Opdracht – Schrijf uit het tekstfragment over de Bonneterie letterlijk het deel over dat opent met de woorden "Volgens de commercieel" en sluit met "gezicht voor terug.".

Tekstfragment –

------------------------------------------------

Volgens de commercieel directeur is deze wijziging ingegeven door de roep van het publiek maar ik geloof er niks van. Het lijkt er meer op dat de nieuwe directie zijn eigen klanten te oubollig vond en op zoek is naar een nieuw publiek. En naar een flitsendere organisatie. Bij de Bonneterie heten inkopers tegenwoordig namelijk accountmanager. Het resultaat is dat de Bonneterie aan identiteit heeft ingeboet, want men heeft zich overgeleverd aan externe partijen. Het duidelijk gezicht verdwijnt hiermee en er komt geen nieuw eenduidig gezicht voor terug.

------------------------------------------------

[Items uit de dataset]

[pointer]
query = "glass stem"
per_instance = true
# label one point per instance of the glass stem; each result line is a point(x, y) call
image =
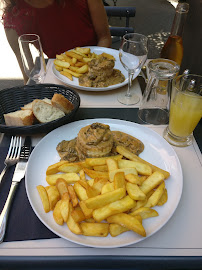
point(130, 76)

------------------------------------------------

Schriftelijk antwoord –
Volgens de commercieel directeur is deze wijziging ingegeven door de roep van het publiek maar ik geloof er niks van. Het lijkt er meer op dat de nieuwe directie zijn eigen klanten te oubollig vond en op zoek is naar een nieuw publiek. En naar een flitsendere organisatie. Bij de Bonneterie heten inkopers tegenwoordig namelijk accountmanager. Het resultaat is dat de Bonneterie aan identiteit heeft ingeboet, want men heeft zich overgeleverd aan externe partijen. Het duidelijk gezicht verdwijnt hiermee en er komt geen nieuw eenduidig gezicht voor terug.